• TASK DETAILS
Nothing in the records may change. Print them all again.

Stored records

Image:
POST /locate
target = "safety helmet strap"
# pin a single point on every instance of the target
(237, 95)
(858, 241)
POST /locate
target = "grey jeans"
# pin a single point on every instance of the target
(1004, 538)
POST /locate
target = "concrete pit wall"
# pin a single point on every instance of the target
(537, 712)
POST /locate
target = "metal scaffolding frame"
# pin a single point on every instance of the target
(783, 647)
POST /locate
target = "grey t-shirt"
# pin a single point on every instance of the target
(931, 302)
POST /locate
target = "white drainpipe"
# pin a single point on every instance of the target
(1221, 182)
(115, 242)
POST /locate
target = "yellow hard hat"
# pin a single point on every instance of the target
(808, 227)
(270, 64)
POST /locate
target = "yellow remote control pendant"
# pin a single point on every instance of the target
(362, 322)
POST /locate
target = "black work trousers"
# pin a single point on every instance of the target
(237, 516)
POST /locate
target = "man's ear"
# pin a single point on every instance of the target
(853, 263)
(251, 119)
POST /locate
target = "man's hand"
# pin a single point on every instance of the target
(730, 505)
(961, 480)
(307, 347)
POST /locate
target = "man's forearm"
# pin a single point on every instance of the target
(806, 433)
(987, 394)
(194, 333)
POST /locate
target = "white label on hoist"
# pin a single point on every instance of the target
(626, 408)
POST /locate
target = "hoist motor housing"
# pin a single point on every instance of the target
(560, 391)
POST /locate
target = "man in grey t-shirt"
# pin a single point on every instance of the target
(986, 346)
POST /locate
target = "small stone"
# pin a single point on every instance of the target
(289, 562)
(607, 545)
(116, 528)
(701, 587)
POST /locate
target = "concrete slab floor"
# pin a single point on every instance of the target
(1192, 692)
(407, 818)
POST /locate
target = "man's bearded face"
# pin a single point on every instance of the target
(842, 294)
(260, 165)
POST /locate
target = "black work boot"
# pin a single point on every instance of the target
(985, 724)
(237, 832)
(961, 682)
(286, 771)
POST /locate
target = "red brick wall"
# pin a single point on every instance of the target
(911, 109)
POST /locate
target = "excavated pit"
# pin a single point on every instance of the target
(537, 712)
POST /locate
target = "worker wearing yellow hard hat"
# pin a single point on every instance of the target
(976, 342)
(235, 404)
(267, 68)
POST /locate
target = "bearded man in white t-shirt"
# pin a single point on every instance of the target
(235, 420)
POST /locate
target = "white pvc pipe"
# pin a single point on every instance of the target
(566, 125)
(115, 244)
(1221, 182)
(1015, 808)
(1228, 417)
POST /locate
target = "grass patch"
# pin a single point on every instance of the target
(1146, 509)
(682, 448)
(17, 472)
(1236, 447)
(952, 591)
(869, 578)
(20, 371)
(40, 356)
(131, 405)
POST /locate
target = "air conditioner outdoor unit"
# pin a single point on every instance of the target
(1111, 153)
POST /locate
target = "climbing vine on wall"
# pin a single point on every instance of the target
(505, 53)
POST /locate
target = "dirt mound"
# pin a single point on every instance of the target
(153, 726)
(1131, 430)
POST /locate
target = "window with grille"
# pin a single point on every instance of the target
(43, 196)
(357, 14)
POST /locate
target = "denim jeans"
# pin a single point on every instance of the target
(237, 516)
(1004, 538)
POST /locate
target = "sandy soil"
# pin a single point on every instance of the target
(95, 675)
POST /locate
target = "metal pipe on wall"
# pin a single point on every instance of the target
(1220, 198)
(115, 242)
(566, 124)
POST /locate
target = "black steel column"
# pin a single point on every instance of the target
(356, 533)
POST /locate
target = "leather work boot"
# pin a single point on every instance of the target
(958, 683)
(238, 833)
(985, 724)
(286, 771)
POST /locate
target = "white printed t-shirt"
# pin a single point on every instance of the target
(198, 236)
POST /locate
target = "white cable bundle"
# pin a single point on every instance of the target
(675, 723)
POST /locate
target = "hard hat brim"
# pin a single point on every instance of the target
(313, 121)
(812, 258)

• EXPECTED ANSWER
Image:
POST /locate
target = "safety helmet strap"
# pin a single point on every instance of the target
(237, 95)
(858, 241)
POST /locate
target = "grey jeans"
# pin a single point on every instance of the target
(1004, 538)
POST /locate
target = "concrete pit wall"
# pin a single point on every instance of the target
(537, 712)
POST /locate
target = "metal scaffolding frame"
# pin a single point on every instance of the target
(783, 647)
POST /locate
target = "grey t-shirt"
# pin a single point on every instance of the target
(931, 302)
POST /locate
target = "white drainpipe"
# pin a single point on every instance of the target
(1221, 182)
(115, 242)
POST /locate
target = "yellow hard hat"
# pin a single point on every instance of the target
(808, 227)
(270, 64)
POST /locate
target = "yellow remote control pendant"
# pin a single point on every instance of the target
(362, 322)
POST /locate
target = "black work trousers"
# pin a single point on every instance of the target
(237, 516)
POST /locate
target = "man's ear"
# pin a single point on every instance of the target
(853, 263)
(251, 119)
POST /locate
target = "man's hand"
# pin a single point on every instance of the target
(730, 505)
(961, 480)
(307, 347)
POST /locate
target = "man's forearm"
# pin a single point on every instance of the target
(806, 433)
(987, 394)
(194, 333)
POST /locate
target = "white label on hoist"
# pin a single point on every instance of the target
(626, 408)
POST /locate
target = "hoist motor housing"
# pin a single point on every instance of the target
(560, 391)
POST /locate
target = "man in grey t-shirt"
# pin a single point on every instance of the target
(986, 346)
POST /locate
target = "small stone"
# pin a single point on every instance of the target
(289, 562)
(607, 545)
(116, 528)
(701, 587)
POST /locate
target = "concrete slab floor"
# pin a single point on every instance of the target
(1192, 692)
(407, 818)
POST /locate
target = "man's bearded face"
# pin a single point on every instance of the target
(842, 294)
(260, 165)
POST /locate
target = "black work boot"
# pin a single point on every instance of the target
(985, 724)
(237, 832)
(961, 682)
(286, 771)
POST /locate
target = "red brick wall"
# pin a single point on every instance of the target
(911, 109)
POST /locate
target = "excavated pit"
# pin a single point on every instance of the target
(537, 712)
POST /locate
target = "worker wearing yellow hard hat"
# pin a single point on every instance of the target
(976, 342)
(235, 404)
(267, 68)
POST /locate
target = "bearded man in white t-shirt"
# pin a single point on every instance of the target
(235, 420)
POST /locate
target = "white pvc pipe"
# pin a single point on every instance of the target
(566, 125)
(115, 244)
(1221, 182)
(1015, 808)
(1228, 417)
POST /locate
target = "grass patch"
# pin a single point on every instance of the target
(1146, 509)
(682, 448)
(17, 472)
(1236, 447)
(952, 591)
(869, 578)
(20, 371)
(40, 356)
(131, 405)
POST /locate
target = "air conditioner outdoor unit"
# pin a single point on every instance of the target
(1111, 153)
POST /locate
target = "climbing vine on wall"
# pin a single point on every instance of the target
(505, 53)
POST /locate
target = "dirt mound"
# pin a single point on every instance of the target
(153, 726)
(1131, 430)
POST /locate
target = "window with grille"
# pin a single point on every instance of the target
(43, 196)
(357, 14)
POST /locate
target = "denim jeans"
# pin a single point on every instance of the target
(237, 516)
(1004, 538)
POST /locate
target = "sandy soil"
# pin a single point on every instance of the target
(95, 675)
POST /locate
target = "metal pipe on wall"
# pin a single point on every instance of the target
(1220, 198)
(115, 242)
(566, 124)
POST /locate
target = "black steel column"
# pin a single point on every instance of the target
(356, 533)
POST /locate
target = "leather work boot"
# pin a single point on every instance of the target
(958, 683)
(238, 833)
(985, 724)
(286, 771)
POST /locate
target = "white printed t-shirt"
# pin a single point on every instance of the target
(198, 236)
POST /locate
target = "white cable bundle"
# pin a single point on every instance of the target
(675, 723)
POST /locate
target = "hard hat brim"
# pin a single point on every instance of the target
(313, 121)
(812, 258)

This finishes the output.